### Request
In the stretch from the line containing "out the khaki" through the end of the records, replace "khaki shorts" with "tan shorts" and give those lines again with nothing else changed.

### Material for this task
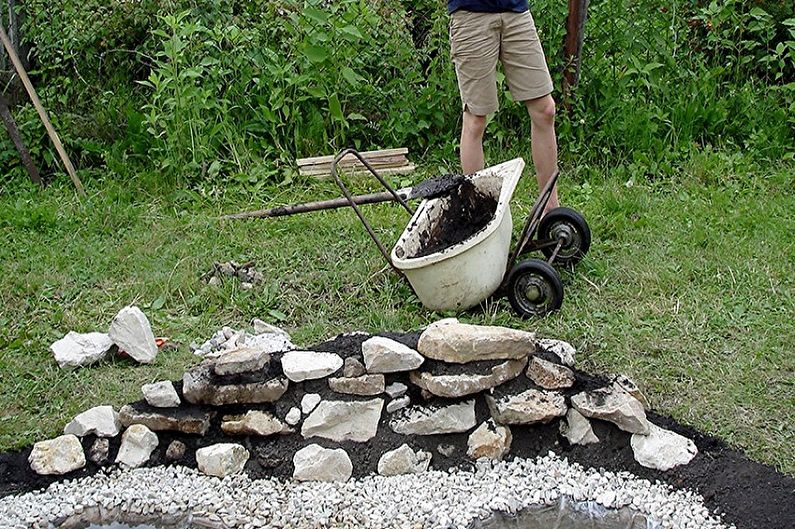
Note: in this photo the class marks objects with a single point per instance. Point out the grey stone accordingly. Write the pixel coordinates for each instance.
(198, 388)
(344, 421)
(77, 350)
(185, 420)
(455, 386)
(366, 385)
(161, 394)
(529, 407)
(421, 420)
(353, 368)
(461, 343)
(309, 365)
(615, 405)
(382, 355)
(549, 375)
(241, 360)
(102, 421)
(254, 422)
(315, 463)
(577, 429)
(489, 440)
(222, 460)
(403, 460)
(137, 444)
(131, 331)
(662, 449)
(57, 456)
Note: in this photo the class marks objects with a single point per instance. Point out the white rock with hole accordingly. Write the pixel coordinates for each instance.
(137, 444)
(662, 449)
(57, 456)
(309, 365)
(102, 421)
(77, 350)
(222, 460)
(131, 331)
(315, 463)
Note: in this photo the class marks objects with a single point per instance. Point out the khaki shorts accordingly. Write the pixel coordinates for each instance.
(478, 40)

### Answer below
Note: in this photo the class marks objects with a single point per instance. Point out the tan shorts accordingly. Write the pixel coordinates for each instance.
(478, 40)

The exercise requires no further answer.